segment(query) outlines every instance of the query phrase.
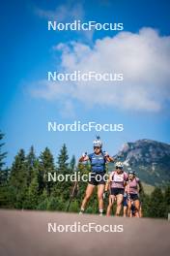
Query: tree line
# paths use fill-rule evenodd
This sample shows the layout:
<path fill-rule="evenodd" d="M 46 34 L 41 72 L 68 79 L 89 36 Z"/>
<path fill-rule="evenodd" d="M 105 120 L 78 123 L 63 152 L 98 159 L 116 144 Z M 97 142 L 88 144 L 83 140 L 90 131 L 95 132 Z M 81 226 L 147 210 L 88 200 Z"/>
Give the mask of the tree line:
<path fill-rule="evenodd" d="M 7 152 L 3 151 L 4 134 L 0 132 L 0 208 L 16 209 L 66 211 L 72 194 L 71 181 L 48 181 L 48 173 L 81 175 L 90 172 L 90 165 L 76 166 L 75 157 L 71 161 L 66 144 L 63 144 L 55 161 L 50 149 L 45 147 L 39 156 L 31 146 L 28 154 L 20 149 L 10 168 L 6 168 Z M 70 211 L 78 212 L 87 183 L 79 181 L 72 197 Z M 151 195 L 141 195 L 145 217 L 167 218 L 170 212 L 170 185 L 156 187 Z M 105 200 L 105 208 L 108 199 Z M 97 193 L 94 193 L 88 213 L 98 213 Z"/>

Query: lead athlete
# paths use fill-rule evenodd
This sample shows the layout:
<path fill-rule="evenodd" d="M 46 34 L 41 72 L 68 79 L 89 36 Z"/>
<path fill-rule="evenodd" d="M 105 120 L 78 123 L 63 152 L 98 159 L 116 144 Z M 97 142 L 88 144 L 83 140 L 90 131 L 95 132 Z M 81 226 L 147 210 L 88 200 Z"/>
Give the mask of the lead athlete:
<path fill-rule="evenodd" d="M 105 186 L 105 165 L 107 162 L 114 162 L 114 159 L 109 156 L 107 152 L 102 151 L 102 143 L 99 137 L 93 142 L 94 152 L 91 154 L 83 154 L 79 162 L 90 161 L 91 163 L 91 178 L 86 188 L 85 197 L 81 204 L 79 214 L 82 214 L 85 210 L 86 205 L 89 202 L 95 187 L 98 187 L 98 201 L 99 211 L 101 216 L 103 213 L 103 192 Z"/>

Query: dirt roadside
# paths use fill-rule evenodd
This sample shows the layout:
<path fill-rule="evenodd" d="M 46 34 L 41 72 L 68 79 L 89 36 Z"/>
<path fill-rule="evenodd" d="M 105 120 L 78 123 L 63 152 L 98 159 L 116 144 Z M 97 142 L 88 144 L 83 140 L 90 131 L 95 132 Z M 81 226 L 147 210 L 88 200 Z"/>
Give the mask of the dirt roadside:
<path fill-rule="evenodd" d="M 74 225 L 73 230 L 75 225 L 89 223 L 111 225 L 117 231 L 123 228 L 123 232 L 78 232 L 78 228 L 76 232 L 61 232 L 66 225 Z M 58 225 L 62 225 L 60 232 L 55 230 Z M 169 236 L 170 222 L 166 220 L 0 210 L 1 256 L 166 256 Z"/>

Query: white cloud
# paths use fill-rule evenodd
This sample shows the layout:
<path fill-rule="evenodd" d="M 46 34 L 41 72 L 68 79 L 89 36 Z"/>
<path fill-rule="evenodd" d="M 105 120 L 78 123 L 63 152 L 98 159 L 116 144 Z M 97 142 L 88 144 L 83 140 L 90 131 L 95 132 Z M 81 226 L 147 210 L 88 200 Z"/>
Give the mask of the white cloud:
<path fill-rule="evenodd" d="M 135 111 L 160 111 L 170 100 L 170 37 L 161 37 L 152 28 L 138 34 L 120 32 L 97 40 L 93 48 L 71 42 L 60 44 L 60 67 L 66 73 L 123 73 L 123 82 L 47 82 L 37 88 L 39 97 L 48 100 L 76 99 L 94 105 Z M 41 83 L 41 81 L 40 81 Z"/>

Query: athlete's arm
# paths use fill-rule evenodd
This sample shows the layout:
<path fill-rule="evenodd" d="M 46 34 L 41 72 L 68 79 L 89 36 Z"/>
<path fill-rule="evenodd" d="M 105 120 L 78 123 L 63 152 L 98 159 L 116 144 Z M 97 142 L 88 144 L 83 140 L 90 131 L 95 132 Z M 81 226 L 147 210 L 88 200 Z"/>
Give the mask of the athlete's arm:
<path fill-rule="evenodd" d="M 115 161 L 114 158 L 109 156 L 109 154 L 107 152 L 105 152 L 105 160 L 107 162 L 114 162 Z"/>
<path fill-rule="evenodd" d="M 140 180 L 139 180 L 138 184 L 139 184 L 139 193 L 144 192 L 144 189 L 143 189 L 143 186 L 142 186 L 142 183 Z"/>
<path fill-rule="evenodd" d="M 105 191 L 107 191 L 109 189 L 109 186 L 110 186 L 110 182 L 112 180 L 112 174 L 110 174 L 109 177 L 108 177 L 108 180 L 107 182 L 105 183 Z"/>
<path fill-rule="evenodd" d="M 82 154 L 82 156 L 79 158 L 79 162 L 84 162 L 84 161 L 88 161 L 89 160 L 89 156 L 87 154 Z"/>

########################################

WHAT YOU HAVE TO DO:
Render the whole listing above as a numbered list with one line per item, skipping blank lines and leaving out the picture lines.

ANSWER FOR THIS EXERCISE:
1. segment(query) outlines every instance of the query phrase.
2. Query: tree line
3. # paths use fill-rule evenodd
4. This sample shows the layout:
5. <path fill-rule="evenodd" d="M 46 34 L 41 72 L 68 79 L 89 36 Z"/>
6. <path fill-rule="evenodd" d="M 105 120 L 78 123 L 63 152 L 98 159 L 116 144 Z M 97 142 L 88 144 L 83 140 L 90 131 L 95 132 Z M 81 226 L 147 210 L 88 200 Z"/>
7. Give the mask of the tree line:
8. <path fill-rule="evenodd" d="M 7 152 L 3 151 L 4 134 L 0 132 L 0 208 L 16 209 L 66 211 L 72 194 L 71 181 L 48 181 L 48 173 L 81 175 L 90 172 L 90 165 L 76 166 L 75 157 L 71 161 L 66 144 L 63 144 L 55 161 L 50 149 L 45 147 L 39 156 L 31 146 L 28 154 L 20 149 L 10 168 L 6 168 Z M 70 211 L 78 212 L 87 183 L 79 181 L 72 197 Z M 151 195 L 141 195 L 145 217 L 167 218 L 170 212 L 170 185 L 156 187 Z M 105 200 L 105 208 L 108 199 Z M 97 193 L 94 193 L 88 213 L 98 213 Z"/>
9. Query: lead athlete
10. # paths use fill-rule evenodd
11. This sample shows the layout:
12. <path fill-rule="evenodd" d="M 46 34 L 41 72 L 68 79 L 89 36 Z"/>
13. <path fill-rule="evenodd" d="M 105 120 L 78 123 L 63 152 L 98 159 L 116 144 Z M 97 142 L 88 144 L 83 140 L 90 131 L 95 132 Z M 81 226 L 147 210 L 88 200 Z"/>
14. Give the mask of the lead athlete:
15. <path fill-rule="evenodd" d="M 105 186 L 105 165 L 107 162 L 114 162 L 114 159 L 109 156 L 107 152 L 102 151 L 102 143 L 99 137 L 93 142 L 94 152 L 91 154 L 83 154 L 79 162 L 90 161 L 91 163 L 91 178 L 86 188 L 85 197 L 81 204 L 79 214 L 82 214 L 85 210 L 86 205 L 89 202 L 95 187 L 98 187 L 98 201 L 99 211 L 101 216 L 103 213 L 103 192 Z"/>
16. Query: dirt roadside
17. # paths use fill-rule evenodd
18. This sample shows the layout:
19. <path fill-rule="evenodd" d="M 46 34 L 41 72 L 68 79 L 89 36 Z"/>
20. <path fill-rule="evenodd" d="M 105 120 L 78 123 L 63 152 L 98 159 L 116 144 Z M 97 142 L 88 144 L 83 140 L 90 131 L 95 132 Z M 81 226 L 147 210 L 88 200 Z"/>
21. Give the mask of the dirt roadside:
22. <path fill-rule="evenodd" d="M 74 225 L 73 230 L 75 225 L 89 223 L 111 225 L 117 231 L 123 228 L 123 232 L 78 232 L 78 228 L 76 232 L 61 232 L 66 225 Z M 58 225 L 62 225 L 60 232 L 55 230 Z M 169 236 L 170 222 L 166 220 L 0 210 L 1 256 L 166 256 Z"/>
23. Query: white cloud
24. # paths use fill-rule evenodd
25. This sample shows the layout:
26. <path fill-rule="evenodd" d="M 46 34 L 41 72 L 68 79 L 89 36 Z"/>
27. <path fill-rule="evenodd" d="M 105 120 L 78 123 L 63 152 L 98 159 L 116 144 Z M 97 142 L 88 144 L 83 140 L 90 131 L 95 132 Z M 81 226 L 147 210 L 88 200 Z"/>
28. Give the mask of the white cloud:
29. <path fill-rule="evenodd" d="M 135 111 L 160 111 L 170 100 L 170 37 L 161 37 L 152 28 L 138 34 L 120 32 L 97 40 L 93 48 L 71 42 L 60 44 L 60 67 L 66 73 L 123 73 L 123 82 L 47 82 L 37 88 L 39 97 L 48 100 L 76 99 L 94 105 Z M 41 83 L 41 81 L 40 81 Z"/>
30. Query: athlete's arm
31. # paths use fill-rule evenodd
32. This sample shows the layout:
33. <path fill-rule="evenodd" d="M 46 34 L 41 72 L 68 79 L 89 36 Z"/>
34. <path fill-rule="evenodd" d="M 105 120 L 78 123 L 63 152 L 98 159 L 116 144 Z M 97 142 L 88 144 L 83 140 L 90 131 L 95 132 Z M 81 226 L 147 210 L 88 200 Z"/>
35. Give the mask of the athlete's arm:
36. <path fill-rule="evenodd" d="M 115 161 L 114 158 L 109 156 L 109 154 L 107 152 L 105 152 L 105 160 L 107 162 L 114 162 Z"/>
37. <path fill-rule="evenodd" d="M 140 180 L 139 180 L 138 184 L 139 184 L 139 193 L 144 192 L 144 189 L 143 189 L 143 186 L 142 186 L 142 183 Z"/>
38. <path fill-rule="evenodd" d="M 105 191 L 107 191 L 109 189 L 109 186 L 110 186 L 110 182 L 112 180 L 112 174 L 110 174 L 109 177 L 108 177 L 108 180 L 107 182 L 105 183 Z"/>
39. <path fill-rule="evenodd" d="M 82 154 L 82 156 L 79 158 L 79 162 L 84 162 L 84 161 L 88 161 L 89 160 L 89 156 L 87 154 Z"/>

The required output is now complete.